**What the exercise asks**
Repeat, without any change, the entries presented below.

----------------------------------------

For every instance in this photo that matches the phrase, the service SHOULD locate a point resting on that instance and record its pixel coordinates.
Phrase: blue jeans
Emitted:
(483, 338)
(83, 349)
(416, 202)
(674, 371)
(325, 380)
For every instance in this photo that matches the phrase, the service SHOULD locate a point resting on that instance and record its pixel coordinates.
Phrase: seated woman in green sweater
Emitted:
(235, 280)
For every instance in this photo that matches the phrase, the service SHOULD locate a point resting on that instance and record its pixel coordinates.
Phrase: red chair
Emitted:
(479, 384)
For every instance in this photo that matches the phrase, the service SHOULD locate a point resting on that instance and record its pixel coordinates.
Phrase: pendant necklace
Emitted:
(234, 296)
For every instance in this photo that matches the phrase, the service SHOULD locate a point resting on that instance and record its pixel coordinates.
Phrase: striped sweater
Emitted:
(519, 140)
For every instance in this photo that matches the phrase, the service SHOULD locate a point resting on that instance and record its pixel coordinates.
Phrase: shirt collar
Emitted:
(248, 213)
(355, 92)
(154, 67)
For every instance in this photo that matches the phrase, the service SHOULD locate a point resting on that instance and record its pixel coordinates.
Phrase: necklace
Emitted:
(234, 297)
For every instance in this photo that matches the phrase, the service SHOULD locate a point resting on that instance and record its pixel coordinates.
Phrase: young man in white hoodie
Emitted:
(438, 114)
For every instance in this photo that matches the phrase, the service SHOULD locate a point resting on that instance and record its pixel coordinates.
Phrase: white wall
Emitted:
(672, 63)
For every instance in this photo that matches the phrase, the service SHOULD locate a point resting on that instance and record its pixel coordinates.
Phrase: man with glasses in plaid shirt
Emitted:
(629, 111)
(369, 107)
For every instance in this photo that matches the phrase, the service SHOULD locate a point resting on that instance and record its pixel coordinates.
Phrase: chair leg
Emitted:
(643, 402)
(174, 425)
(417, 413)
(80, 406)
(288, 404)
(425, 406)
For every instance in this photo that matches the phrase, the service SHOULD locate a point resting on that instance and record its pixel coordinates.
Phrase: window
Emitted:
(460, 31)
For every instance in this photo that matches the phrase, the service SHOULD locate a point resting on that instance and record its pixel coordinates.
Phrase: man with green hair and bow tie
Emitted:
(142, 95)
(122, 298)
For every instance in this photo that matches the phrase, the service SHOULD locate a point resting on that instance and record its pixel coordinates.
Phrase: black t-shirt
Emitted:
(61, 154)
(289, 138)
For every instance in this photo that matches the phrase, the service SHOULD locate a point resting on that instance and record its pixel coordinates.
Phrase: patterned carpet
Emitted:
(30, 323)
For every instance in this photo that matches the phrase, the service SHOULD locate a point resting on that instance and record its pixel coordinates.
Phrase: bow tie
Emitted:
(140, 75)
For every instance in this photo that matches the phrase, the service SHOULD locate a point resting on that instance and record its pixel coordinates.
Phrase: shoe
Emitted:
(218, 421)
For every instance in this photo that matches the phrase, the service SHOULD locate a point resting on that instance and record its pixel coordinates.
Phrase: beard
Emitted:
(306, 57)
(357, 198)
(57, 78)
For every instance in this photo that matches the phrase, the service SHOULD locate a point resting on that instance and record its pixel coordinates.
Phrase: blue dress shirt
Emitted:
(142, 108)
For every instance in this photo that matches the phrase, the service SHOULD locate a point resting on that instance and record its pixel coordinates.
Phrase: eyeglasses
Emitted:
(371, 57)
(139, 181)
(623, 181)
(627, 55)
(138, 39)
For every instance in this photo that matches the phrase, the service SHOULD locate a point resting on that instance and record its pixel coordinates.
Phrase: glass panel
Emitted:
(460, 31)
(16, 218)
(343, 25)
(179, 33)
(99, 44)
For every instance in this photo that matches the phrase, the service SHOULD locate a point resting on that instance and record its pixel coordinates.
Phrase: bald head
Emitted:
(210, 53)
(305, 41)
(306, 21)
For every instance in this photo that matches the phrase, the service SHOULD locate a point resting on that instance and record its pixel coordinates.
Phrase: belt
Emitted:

----------------------------------------

**The answer**
For every instance in this photo that matches the phrase, the service SHOULD locate a point resting on that instance and record its pixel coordinates.
Phrase: blue jeans
Emitted:
(483, 338)
(83, 349)
(416, 202)
(674, 371)
(325, 380)
For every instance in this photo that matches the phrase, the service SHOULD locate a point resting on that instance and record its pixel coordinates.
Phrase: seated woman in green sweater
Emitted:
(235, 280)
For every instance in this photo that matches the phrase, the service SHOULD locate a point resting on that instance and record its pixel coordinates.
Phrase: red chair
Emitted:
(479, 384)
For every instance in this photo that matches the phrase, the service SHOULD locate a point resting on that instance and record its pixel coordinates.
Phrase: pendant necklace
Emitted:
(234, 296)
For every instance in this photo that matches the phrase, the service SHOULD locate a point resting on that instance and record its pixel coordinates.
Phrase: striped sweater
Emitted:
(519, 140)
For every instance in this photo that matches the phrase, the service SHOULD locate a point resting on that instance and record its pixel coordinates.
Phrase: shirt collar
Emitted:
(248, 213)
(355, 92)
(154, 67)
For every instance in this photo that matches the phrase, the service SHOULD locate a point resting on that instance and record its pixel coordinates.
Phrase: necklace
Emitted:
(234, 297)
For every instance in this photo that matches the phrase, the service SHOULD locate a point resting on that instance and record its pixel coordinates.
Phrase: young man in white hoodie
Emitted:
(438, 114)
For every instance in this photo that matches the phrase, the service SHOULD locate a point resting on that instance and record its pixel coordinates.
Phrase: white wall
Emitted:
(672, 63)
For every instance in this photo that matches the phrase, the service SHOULD locate a point resting on that instance and record its pixel coordinates.
Phrase: man with glasses in plaid shirt
Emitted:
(629, 111)
(369, 107)
For every instance in this photo that matches the phrase, the service SHOULD locate a point resting on that instance and record its pixel coordinates.
Phrase: chair leg
Emitted:
(643, 402)
(174, 425)
(417, 413)
(80, 406)
(288, 404)
(425, 406)
For every instance in this photo that matches the phrase, the service SHOULD locate a point resting on that instance and record its pixel coordinates.
Phrase: window
Emitted:
(460, 31)
For every instance in this photo that matches the phrase, the service SHOULD locate a point resting on that instance and record its pixel coordinates.
Phrase: man with green hair and bow tie
Emitted:
(142, 95)
(122, 298)
For every instance in this photo that matches the phrase, the service SHOULD locate a point resting on that instance and record its pixel coordinates.
Phrase: black t-shirt
Emitted:
(61, 154)
(289, 138)
For every instance in this photo that matches the phrase, the service SHOULD locate a point resting on that instance and record its pixel coordinates.
Phrase: patterned carpet
Emitted:
(30, 323)
For every instance in this photo that matches the phrase, the service SHOULD locate a point resting on that instance and record its pixel coordinates.
Phrase: bow tie
Emitted:
(140, 75)
For every instance in this photo that matches the phrase, the service SHOULD locate a point resting on that instance and record its pixel coordinates.
Phrase: shoe
Emitted:
(218, 421)
For every instance in this photo that matches the phrase, the service SHOULD locate a point resting on that instance and record its pixel coordinates.
Phrase: beard
Emitted:
(306, 57)
(357, 198)
(57, 78)
For every instance in this photo that matches the phrase, the service SHOULD locate a point resting on that instance and record its pixel coordinates.
Phrase: blue dress shirt
Emitted:
(142, 108)
For every instance in this photo that matches the phrase, the service SHOULD locate a point resting on that instance and record its pixel coordinates.
Phrase: eyeglasses
Emitted:
(371, 57)
(139, 181)
(623, 181)
(627, 55)
(138, 39)
For every instance in this photo that matches the phrase, the service SHOULD locate a point resting on that instance and record its pixel coordinates.
Phrase: glass panel
Emitted:
(460, 31)
(16, 218)
(343, 25)
(179, 33)
(99, 44)
For every instance in this photo that matches the phrase, the service SHOULD locate a point resting on that instance and record its pixel coordinates.
Phrase: bald head
Emitted:
(210, 53)
(305, 41)
(306, 21)
For every instance in this photo that matches the phrase, the service SHOULD locate a point resting on that instance and record its pixel coordinates.
Phrase: belt
Emitted:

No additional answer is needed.